**EXERCISE DETAILS**
Edit the following lines so that every "Query" becomes "Label", leaving everything else unchanged.

**ENTRIES SHOWN**
◇ ◇ ◇ ◇
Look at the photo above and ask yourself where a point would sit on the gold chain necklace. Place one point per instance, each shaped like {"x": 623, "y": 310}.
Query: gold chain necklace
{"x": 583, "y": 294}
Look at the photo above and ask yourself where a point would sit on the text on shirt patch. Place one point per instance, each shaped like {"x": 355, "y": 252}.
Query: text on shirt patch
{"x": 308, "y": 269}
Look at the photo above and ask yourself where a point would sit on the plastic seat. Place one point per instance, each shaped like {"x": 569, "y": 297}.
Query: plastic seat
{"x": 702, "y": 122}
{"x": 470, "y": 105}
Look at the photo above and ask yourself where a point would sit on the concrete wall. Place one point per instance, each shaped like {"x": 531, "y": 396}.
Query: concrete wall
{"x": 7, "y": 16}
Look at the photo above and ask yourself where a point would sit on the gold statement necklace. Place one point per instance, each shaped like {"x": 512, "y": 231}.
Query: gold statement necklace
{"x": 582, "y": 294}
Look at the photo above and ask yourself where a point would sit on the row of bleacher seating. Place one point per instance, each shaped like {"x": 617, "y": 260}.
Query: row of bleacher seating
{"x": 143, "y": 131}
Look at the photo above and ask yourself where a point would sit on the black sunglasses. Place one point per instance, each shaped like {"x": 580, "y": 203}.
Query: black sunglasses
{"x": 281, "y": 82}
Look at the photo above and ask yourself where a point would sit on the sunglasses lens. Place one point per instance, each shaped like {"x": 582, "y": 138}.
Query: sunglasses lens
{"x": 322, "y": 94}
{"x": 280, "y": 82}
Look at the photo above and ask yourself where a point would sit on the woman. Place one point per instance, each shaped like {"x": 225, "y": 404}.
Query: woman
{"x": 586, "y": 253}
◇ ◇ ◇ ◇
**TASK RESULT**
Look at the photo above and ask yourself where a point would sit on the gold chain necklace. Place one point per instance, each shaped like {"x": 623, "y": 310}.
Label: gold chain necklace
{"x": 583, "y": 294}
Look at the photo above and ask yourself where a point would sit on the text on shirt patch. Place one point per instance, each shaped like {"x": 355, "y": 252}.
Label: text on shirt patch
{"x": 308, "y": 269}
Look at the photo above and ask yourself where a point would sit on the plastic seat. Place one point per instance, each shaped like {"x": 569, "y": 297}.
Label: plastic seat
{"x": 702, "y": 122}
{"x": 470, "y": 105}
Look at the photo above and ask yourself where a point would sit on the concrete wall. Place one point per instance, each shaped like {"x": 531, "y": 396}.
Label: concrete wall
{"x": 7, "y": 16}
Look at the photo above and ask yourself where a point would sit on the gold statement necklace. Place one point per instance, each shaped like {"x": 512, "y": 231}.
Label: gold statement necklace
{"x": 582, "y": 294}
Look at the photo above and ask yourself where a point would sit on the row of bleacher seating. Place one point per instance, each shaped like {"x": 617, "y": 260}.
Label: row of bleacher seating
{"x": 143, "y": 131}
Look at the photo above and ask yourself where a point would sit on the black sunglasses. Place one point per instance, each shaped like {"x": 580, "y": 203}.
Label: black sunglasses
{"x": 281, "y": 82}
Look at the photo above and ask yourself where a point would sit on the sunglasses lens. Place one point per instance, each shaped like {"x": 582, "y": 138}.
Label: sunglasses lens
{"x": 322, "y": 94}
{"x": 280, "y": 82}
Look at the photo above and ask yourself where a point would sit on the woman. Place one point per instance, each shaped like {"x": 225, "y": 404}.
Label: woman
{"x": 586, "y": 253}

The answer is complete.